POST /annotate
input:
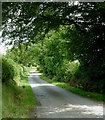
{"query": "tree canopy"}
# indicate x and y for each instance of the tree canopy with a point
(62, 32)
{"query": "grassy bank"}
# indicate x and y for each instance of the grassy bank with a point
(95, 96)
(17, 99)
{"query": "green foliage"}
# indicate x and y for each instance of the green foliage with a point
(16, 100)
(8, 69)
(96, 96)
(62, 32)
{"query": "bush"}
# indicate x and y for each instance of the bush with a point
(8, 69)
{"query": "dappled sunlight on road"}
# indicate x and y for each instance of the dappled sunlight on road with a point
(75, 111)
(56, 102)
(39, 85)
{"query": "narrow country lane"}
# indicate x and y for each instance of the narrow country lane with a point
(55, 102)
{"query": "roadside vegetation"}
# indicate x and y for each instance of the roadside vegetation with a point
(64, 41)
(17, 94)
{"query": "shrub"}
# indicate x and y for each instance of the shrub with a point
(8, 69)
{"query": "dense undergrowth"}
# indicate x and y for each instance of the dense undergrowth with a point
(17, 95)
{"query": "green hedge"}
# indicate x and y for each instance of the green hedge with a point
(11, 69)
(8, 69)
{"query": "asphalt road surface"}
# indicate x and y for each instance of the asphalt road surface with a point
(56, 102)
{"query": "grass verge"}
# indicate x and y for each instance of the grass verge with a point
(17, 99)
(95, 96)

════

Task =
Could you write out all the entries again, swapping "indicate" for "mark" wherever it occurs and changing nothing else? Leave the pictures out.

Answer to this exercise =
POST /annotate
input:
{"query": "tree canopy"}
# mark x and y for each instance of the tree canopy with a point
(62, 32)
{"query": "grassy bank"}
# mark x and y for each instance of the grassy bank with a point
(95, 96)
(17, 99)
{"query": "green foliage"}
# mark x and y for each instance of the green foliage with a point
(16, 100)
(8, 69)
(96, 96)
(62, 32)
{"query": "bush"}
# mark x and y for each instance of the bush with a point
(8, 69)
{"query": "dappled sunlight on road"}
# mark x and y for each instance of the dappled sunlight on road with a point
(75, 111)
(56, 102)
(39, 85)
{"query": "narrow country lane"}
# mark x and y for each instance of the narrow country lane with a point
(55, 102)
{"query": "roadside vegetation"}
# mark x and y for each instance of the roadside vegetation with a point
(64, 41)
(17, 94)
{"query": "shrub"}
# mark x and y for each instance of the shrub with a point
(8, 69)
{"query": "dense undergrowth"}
# mark x and y for each instance of the dense undergrowth with a point
(17, 95)
{"query": "green hedge"}
# mark x and y for each instance of the green hedge with a point
(11, 69)
(8, 69)
{"query": "asphalt road surface"}
# mark x and y for each instance of the asphalt road surface with a point
(56, 102)
{"query": "grass verge"}
# mark x and y for each instance of the grass verge with a point
(17, 99)
(95, 96)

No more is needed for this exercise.